What needs to be done — Copy the listing verbatim, excluding any images found in it.

+++

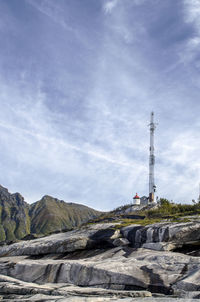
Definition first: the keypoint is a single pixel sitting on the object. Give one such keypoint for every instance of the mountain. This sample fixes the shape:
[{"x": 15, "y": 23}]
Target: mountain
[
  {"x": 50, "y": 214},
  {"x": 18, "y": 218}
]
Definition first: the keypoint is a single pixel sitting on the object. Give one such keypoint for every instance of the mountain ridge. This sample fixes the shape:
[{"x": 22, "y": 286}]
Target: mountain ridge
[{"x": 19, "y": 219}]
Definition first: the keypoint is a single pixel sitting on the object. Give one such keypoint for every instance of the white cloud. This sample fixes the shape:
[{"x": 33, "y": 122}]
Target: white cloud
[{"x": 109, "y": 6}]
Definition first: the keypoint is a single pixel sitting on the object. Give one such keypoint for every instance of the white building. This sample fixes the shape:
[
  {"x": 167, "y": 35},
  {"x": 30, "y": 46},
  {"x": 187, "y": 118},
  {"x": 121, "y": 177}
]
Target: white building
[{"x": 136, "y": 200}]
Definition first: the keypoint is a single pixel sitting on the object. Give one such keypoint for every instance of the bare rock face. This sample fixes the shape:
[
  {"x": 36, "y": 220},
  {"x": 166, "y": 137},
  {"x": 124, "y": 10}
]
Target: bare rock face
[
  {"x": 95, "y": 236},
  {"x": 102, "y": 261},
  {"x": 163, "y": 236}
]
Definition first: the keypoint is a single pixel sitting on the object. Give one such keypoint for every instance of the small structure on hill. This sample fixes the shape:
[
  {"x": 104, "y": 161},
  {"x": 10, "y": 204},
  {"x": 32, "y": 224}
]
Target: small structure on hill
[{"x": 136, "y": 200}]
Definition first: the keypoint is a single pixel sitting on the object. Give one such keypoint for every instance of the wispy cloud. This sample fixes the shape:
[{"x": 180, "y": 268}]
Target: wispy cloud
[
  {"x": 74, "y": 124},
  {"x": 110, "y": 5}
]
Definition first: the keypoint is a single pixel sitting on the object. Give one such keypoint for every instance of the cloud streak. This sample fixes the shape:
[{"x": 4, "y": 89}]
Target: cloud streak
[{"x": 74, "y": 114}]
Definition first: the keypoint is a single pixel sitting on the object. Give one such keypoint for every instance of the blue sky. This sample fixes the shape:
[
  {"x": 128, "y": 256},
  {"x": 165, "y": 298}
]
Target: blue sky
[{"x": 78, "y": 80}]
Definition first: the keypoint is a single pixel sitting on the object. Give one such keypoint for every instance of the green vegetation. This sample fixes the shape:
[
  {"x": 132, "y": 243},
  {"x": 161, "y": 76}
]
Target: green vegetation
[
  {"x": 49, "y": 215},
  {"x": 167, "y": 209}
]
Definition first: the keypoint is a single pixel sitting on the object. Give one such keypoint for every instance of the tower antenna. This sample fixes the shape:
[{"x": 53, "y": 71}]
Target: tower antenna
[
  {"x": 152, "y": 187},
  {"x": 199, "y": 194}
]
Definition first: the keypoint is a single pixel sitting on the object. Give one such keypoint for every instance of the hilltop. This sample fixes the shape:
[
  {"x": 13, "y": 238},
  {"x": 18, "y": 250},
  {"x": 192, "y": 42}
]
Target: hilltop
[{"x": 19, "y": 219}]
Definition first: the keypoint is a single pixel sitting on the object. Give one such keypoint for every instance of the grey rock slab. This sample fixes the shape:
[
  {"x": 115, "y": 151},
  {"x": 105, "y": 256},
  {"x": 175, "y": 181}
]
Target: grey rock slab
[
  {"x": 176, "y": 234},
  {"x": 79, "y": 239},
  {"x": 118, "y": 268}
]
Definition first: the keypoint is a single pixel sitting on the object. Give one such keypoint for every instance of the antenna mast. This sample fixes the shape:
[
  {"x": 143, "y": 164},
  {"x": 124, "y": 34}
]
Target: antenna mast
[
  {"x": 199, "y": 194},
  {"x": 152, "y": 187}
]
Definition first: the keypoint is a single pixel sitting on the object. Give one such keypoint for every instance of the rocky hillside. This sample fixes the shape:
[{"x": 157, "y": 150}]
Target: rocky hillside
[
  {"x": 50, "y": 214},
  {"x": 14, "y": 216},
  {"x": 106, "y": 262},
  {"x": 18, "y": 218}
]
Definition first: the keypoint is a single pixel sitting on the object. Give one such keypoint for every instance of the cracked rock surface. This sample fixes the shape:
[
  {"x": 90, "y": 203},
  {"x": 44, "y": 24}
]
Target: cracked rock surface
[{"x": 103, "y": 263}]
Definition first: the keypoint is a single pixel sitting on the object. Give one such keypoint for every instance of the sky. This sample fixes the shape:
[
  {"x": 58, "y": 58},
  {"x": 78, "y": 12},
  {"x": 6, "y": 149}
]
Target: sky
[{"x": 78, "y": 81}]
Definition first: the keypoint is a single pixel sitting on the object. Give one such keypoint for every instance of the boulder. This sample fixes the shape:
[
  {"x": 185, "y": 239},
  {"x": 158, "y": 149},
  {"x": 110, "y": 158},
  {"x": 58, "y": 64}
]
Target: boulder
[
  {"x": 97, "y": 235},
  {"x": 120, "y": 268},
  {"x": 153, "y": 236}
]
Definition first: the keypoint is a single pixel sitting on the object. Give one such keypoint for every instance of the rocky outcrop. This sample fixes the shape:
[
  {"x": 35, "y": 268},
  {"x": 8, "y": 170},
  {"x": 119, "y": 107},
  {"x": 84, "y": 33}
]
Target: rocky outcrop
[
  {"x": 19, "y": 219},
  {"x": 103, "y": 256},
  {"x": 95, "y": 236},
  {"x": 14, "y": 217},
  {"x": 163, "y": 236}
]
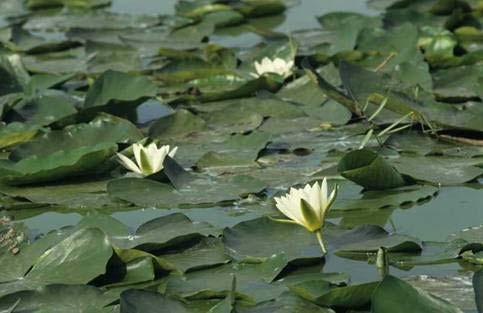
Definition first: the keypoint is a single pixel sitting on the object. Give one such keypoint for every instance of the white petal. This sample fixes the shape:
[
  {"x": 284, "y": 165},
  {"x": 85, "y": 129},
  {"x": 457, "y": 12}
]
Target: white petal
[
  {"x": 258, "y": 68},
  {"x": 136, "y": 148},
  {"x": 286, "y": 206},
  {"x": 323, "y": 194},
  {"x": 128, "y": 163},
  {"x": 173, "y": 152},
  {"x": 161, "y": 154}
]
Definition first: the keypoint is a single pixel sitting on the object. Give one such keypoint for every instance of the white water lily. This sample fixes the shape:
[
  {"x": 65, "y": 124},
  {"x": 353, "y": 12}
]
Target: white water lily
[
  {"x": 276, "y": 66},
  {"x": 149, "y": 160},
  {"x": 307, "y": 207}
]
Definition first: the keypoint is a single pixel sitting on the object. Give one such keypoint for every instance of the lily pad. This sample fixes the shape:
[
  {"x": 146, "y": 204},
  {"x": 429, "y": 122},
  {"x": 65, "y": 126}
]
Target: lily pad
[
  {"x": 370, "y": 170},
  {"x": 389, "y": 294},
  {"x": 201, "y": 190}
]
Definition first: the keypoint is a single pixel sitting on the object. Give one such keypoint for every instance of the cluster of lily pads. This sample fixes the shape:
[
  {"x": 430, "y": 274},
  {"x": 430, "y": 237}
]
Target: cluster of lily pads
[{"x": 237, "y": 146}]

+++

Task result —
Definition first: the keypoint is a single pixel sitting on the object. Give one such keypoint for every instance of the mountain. This sample fixes the shape:
[{"x": 15, "y": 23}]
Target: mountain
[
  {"x": 50, "y": 214},
  {"x": 18, "y": 218}
]
Definition first: the keypoint is a single pixel sitting on the object. Give one such keypoint for every instance of the mountain ridge. This sample fixes the shape:
[{"x": 22, "y": 286}]
Target: mountain ridge
[{"x": 19, "y": 219}]
Definition first: the keypoint is a single pixel sitting on the object. Give one such keypoint for every instance of the white cloud. This sample fixes the shape:
[{"x": 33, "y": 122}]
Target: white cloud
[{"x": 109, "y": 6}]
Definition first: the keypoint is a single pixel sitting on the object. Give one such keypoint for every instance of the white building. This sample fixes the shape:
[
  {"x": 167, "y": 35},
  {"x": 30, "y": 46},
  {"x": 187, "y": 118},
  {"x": 121, "y": 177}
]
Target: white building
[{"x": 136, "y": 200}]
Definition first: the keypoint is a single pixel sitting on the object. Give one such keypoint for every instance of the bare rock face. This sample fixes the shape:
[
  {"x": 36, "y": 220},
  {"x": 166, "y": 137},
  {"x": 124, "y": 10}
]
Target: bare rock face
[
  {"x": 95, "y": 236},
  {"x": 102, "y": 261},
  {"x": 163, "y": 236}
]
Definition first: the keypoint is a single pixel sitting on the object. Give one such keypoint for every instance of the small structure on hill. This sample fixes the shape:
[
  {"x": 104, "y": 161},
  {"x": 10, "y": 204},
  {"x": 32, "y": 224}
]
Target: small structure on hill
[{"x": 136, "y": 200}]
Definition first: the keypoint is a single pixel sitting on the object. Give one such keypoint for every instance of the wispy cloud. This sample fixes the shape:
[{"x": 180, "y": 268}]
Target: wispy cloud
[
  {"x": 74, "y": 124},
  {"x": 110, "y": 5}
]
Definition first: the keypoint is a single pixel sitting on the object. Give one such keypoint for every instance of the cloud streak. This sample fixes the shape:
[{"x": 4, "y": 89}]
Target: cloud streak
[{"x": 74, "y": 114}]
Definition first: the keypoint is a single pixel sitting on the object. Give one such keypoint for every instance of the blue sky. This sample fixes the shape:
[
  {"x": 128, "y": 256},
  {"x": 165, "y": 298}
]
Target: blue sky
[{"x": 78, "y": 80}]
Definition first: the keypoint is a single pixel sitting on the object. Give one such keypoint for every instance of the green vegetation. This sample fixes the shape:
[
  {"x": 132, "y": 243},
  {"x": 161, "y": 76}
]
Target: green vegetation
[
  {"x": 49, "y": 215},
  {"x": 167, "y": 209}
]
Definition first: the keypoint is a single pixel sitting on the object. Give one such keypoint for every instance of the tower antenna. This sample fixes the shape:
[{"x": 53, "y": 71}]
Target: tower antenna
[
  {"x": 152, "y": 187},
  {"x": 199, "y": 194}
]
Definition first: the keypoint is a single pixel sitting on the object. Give one such keypoint for every instance of the hilltop. This sample fixes the shape:
[
  {"x": 13, "y": 238},
  {"x": 18, "y": 250},
  {"x": 192, "y": 42}
]
Target: hilltop
[{"x": 19, "y": 219}]
Definition first: the keypoint is a single pixel sitting on the object. Give one such keypoint for every instance of the grey rock slab. This sample fixes the shape:
[
  {"x": 115, "y": 151},
  {"x": 105, "y": 256},
  {"x": 175, "y": 181}
]
Target: grey rock slab
[
  {"x": 176, "y": 234},
  {"x": 79, "y": 239},
  {"x": 118, "y": 268}
]
Definition first: the keypoint is a single pixel sitting on the object. Give one such keypoint for every instance of the antenna mast. This sample fixes the shape:
[
  {"x": 143, "y": 164},
  {"x": 124, "y": 34}
]
Target: antenna mast
[
  {"x": 199, "y": 194},
  {"x": 152, "y": 187}
]
Definition first: the keypoint is a single pixel sitting on the object. Give one such keypoint for every instance of the rocky hillside. This sample fixes the shape:
[{"x": 157, "y": 150}]
Target: rocky hillside
[
  {"x": 50, "y": 214},
  {"x": 14, "y": 216},
  {"x": 106, "y": 262},
  {"x": 18, "y": 218}
]
Definition first: the keypoint is a single pixel sitting on the object. Give one such keypoint for every instance of the cracked rock surface. This sample fixes the shape:
[
  {"x": 90, "y": 203},
  {"x": 44, "y": 24}
]
Target: cracked rock surface
[{"x": 103, "y": 263}]
Definition first: the keypoint is a single pixel sitting on the object. Give one such keypoint for every instance of the sky. This sample fixes the shape:
[
  {"x": 58, "y": 58},
  {"x": 78, "y": 12},
  {"x": 6, "y": 149}
]
Target: sky
[{"x": 78, "y": 81}]
Definition first: the keypoint is a single pixel sitting on the object. Give one such keypoint for every instance of the boulder. This sample fixes the shape:
[
  {"x": 185, "y": 239},
  {"x": 158, "y": 149},
  {"x": 110, "y": 158},
  {"x": 58, "y": 64}
]
Target: boulder
[
  {"x": 97, "y": 235},
  {"x": 120, "y": 268},
  {"x": 153, "y": 236}
]
Definition first: the keypoint is a single pixel sitting on the object. Give one such keypoint for every instance of the rocky outcrop. This sample fixes the shape:
[
  {"x": 35, "y": 268},
  {"x": 8, "y": 170},
  {"x": 119, "y": 107},
  {"x": 84, "y": 33}
]
Target: rocky outcrop
[
  {"x": 19, "y": 219},
  {"x": 103, "y": 256},
  {"x": 95, "y": 236},
  {"x": 14, "y": 217},
  {"x": 163, "y": 236}
]
Definition first: the keypoint is a single pixel sitting on the object. Give one such keypoint for every instance of the white petal. This sample fixes the shape:
[
  {"x": 284, "y": 165},
  {"x": 85, "y": 129},
  {"x": 457, "y": 12}
]
Target: white petal
[
  {"x": 258, "y": 68},
  {"x": 136, "y": 148},
  {"x": 286, "y": 206},
  {"x": 323, "y": 194},
  {"x": 128, "y": 163},
  {"x": 173, "y": 152},
  {"x": 161, "y": 154}
]
Definition first: the keypoint is a single pixel sitting on the object. Give one such keypoint for every instance of the white water lily. This sample fixes the shape:
[
  {"x": 65, "y": 124},
  {"x": 353, "y": 12}
]
Target: white water lily
[
  {"x": 276, "y": 66},
  {"x": 149, "y": 160},
  {"x": 307, "y": 207}
]
Definition first: the keypoint is a single pixel sitting on the object. Give one such keypoint for every instance of the lily pad. This sample fixes the shape:
[
  {"x": 146, "y": 204},
  {"x": 429, "y": 122},
  {"x": 65, "y": 126}
]
Target: lily pad
[
  {"x": 370, "y": 170},
  {"x": 389, "y": 294},
  {"x": 201, "y": 190}
]
Definition first: the keypoint is a single pixel sitting on the object. Give one such keypoint for every instance of the cluster of lily pads. This sample fixes the shape:
[
  {"x": 430, "y": 274},
  {"x": 430, "y": 237}
]
Target: cluster of lily pads
[{"x": 237, "y": 146}]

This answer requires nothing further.